Coordinate annotation entries:
········

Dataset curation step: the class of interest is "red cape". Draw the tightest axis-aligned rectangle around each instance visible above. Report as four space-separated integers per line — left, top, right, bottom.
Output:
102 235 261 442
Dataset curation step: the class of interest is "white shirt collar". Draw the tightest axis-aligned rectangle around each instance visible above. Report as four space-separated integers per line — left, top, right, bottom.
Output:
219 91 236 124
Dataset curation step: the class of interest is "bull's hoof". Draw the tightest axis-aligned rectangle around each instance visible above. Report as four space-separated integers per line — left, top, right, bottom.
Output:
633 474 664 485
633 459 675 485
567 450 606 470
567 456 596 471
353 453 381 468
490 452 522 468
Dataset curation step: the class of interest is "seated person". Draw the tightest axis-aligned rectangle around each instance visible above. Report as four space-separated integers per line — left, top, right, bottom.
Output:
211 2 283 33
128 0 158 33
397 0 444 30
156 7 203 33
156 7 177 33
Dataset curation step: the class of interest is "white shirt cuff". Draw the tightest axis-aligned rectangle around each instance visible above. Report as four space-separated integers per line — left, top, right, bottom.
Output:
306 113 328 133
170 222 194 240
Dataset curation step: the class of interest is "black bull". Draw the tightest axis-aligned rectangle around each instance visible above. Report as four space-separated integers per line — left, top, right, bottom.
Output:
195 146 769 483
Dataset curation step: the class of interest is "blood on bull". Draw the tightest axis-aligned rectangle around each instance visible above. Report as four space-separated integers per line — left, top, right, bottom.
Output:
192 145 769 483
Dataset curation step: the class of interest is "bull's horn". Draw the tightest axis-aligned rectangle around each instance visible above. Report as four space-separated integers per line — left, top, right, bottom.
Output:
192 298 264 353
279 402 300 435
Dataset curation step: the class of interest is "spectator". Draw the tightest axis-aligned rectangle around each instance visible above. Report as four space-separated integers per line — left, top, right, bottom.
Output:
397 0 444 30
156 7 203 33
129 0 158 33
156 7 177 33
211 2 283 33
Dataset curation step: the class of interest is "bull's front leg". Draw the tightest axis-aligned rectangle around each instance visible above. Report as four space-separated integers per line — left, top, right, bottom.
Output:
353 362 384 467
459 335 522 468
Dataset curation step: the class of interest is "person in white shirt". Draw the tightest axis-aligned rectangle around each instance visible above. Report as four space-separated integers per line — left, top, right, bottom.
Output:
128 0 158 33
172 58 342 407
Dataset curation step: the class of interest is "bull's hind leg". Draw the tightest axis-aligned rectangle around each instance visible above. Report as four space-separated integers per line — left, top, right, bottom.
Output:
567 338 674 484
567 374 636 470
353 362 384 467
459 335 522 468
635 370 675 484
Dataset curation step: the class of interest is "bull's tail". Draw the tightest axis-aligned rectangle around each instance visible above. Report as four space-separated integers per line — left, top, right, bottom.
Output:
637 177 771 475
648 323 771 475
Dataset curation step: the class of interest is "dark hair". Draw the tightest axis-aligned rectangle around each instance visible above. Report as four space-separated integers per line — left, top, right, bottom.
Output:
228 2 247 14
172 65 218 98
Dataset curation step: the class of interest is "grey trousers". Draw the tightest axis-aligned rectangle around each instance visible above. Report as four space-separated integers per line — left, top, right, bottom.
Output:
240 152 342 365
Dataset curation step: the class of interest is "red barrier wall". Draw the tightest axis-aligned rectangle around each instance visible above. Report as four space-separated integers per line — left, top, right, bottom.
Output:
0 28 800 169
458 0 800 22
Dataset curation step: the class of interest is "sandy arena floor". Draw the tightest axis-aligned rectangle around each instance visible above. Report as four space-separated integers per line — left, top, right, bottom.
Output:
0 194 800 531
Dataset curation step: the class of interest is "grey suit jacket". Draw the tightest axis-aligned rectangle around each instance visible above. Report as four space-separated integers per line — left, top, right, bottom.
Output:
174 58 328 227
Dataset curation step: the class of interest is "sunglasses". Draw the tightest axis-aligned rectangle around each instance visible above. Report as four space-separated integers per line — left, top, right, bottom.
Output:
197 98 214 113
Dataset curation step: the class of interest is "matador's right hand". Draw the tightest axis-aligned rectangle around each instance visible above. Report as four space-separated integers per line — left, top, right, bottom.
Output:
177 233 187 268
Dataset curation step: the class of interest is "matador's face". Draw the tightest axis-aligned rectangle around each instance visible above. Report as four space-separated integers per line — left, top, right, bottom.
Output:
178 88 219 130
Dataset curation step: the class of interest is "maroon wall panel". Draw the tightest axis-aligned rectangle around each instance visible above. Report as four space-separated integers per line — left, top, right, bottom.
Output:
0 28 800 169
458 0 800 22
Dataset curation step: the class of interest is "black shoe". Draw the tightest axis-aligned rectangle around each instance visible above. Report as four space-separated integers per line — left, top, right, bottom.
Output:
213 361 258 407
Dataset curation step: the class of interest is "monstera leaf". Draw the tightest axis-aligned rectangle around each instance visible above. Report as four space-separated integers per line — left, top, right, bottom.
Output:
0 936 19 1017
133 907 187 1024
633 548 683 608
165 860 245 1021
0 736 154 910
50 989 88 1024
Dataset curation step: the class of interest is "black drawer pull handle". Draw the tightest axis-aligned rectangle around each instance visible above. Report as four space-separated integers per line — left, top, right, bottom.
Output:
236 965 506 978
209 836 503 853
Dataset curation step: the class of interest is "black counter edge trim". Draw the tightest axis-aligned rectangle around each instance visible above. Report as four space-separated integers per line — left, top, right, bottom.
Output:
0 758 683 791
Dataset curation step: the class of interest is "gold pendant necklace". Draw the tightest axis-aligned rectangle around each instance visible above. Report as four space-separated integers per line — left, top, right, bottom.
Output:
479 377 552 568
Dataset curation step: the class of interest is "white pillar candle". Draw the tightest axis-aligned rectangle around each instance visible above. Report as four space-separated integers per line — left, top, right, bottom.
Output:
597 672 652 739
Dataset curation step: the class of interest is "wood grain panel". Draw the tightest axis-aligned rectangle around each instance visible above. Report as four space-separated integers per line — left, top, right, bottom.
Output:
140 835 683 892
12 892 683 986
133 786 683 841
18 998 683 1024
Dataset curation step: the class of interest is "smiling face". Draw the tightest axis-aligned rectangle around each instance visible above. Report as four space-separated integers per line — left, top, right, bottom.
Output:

········

Exercise brief
Write out the records again, starting at the very beginning and ending at the line containing "102 235 261 442", with the requests included. Shift every coordinate in the answers by adding 130 to it.

Task answer
Dataset curation step: the class of interest is "red cape". Draw the tightest axis-aligned rectangle around each instance visible above. Report as four space-separated integers per line — left, top, right, bottom.
Output:
232 365 391 572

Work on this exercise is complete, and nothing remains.